Entries from a dataset:
┌──

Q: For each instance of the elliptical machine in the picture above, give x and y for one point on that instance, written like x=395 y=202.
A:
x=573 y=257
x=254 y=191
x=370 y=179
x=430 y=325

└──

[Aim]:
Find each line in the records that contains the word "picture", treating uppercase and lowercase letters as different, and copy every such line.

[Correct output]:
Q: For each instance of the elliptical machine in the picture above, give x and y for one point on that instance, written like x=395 y=202.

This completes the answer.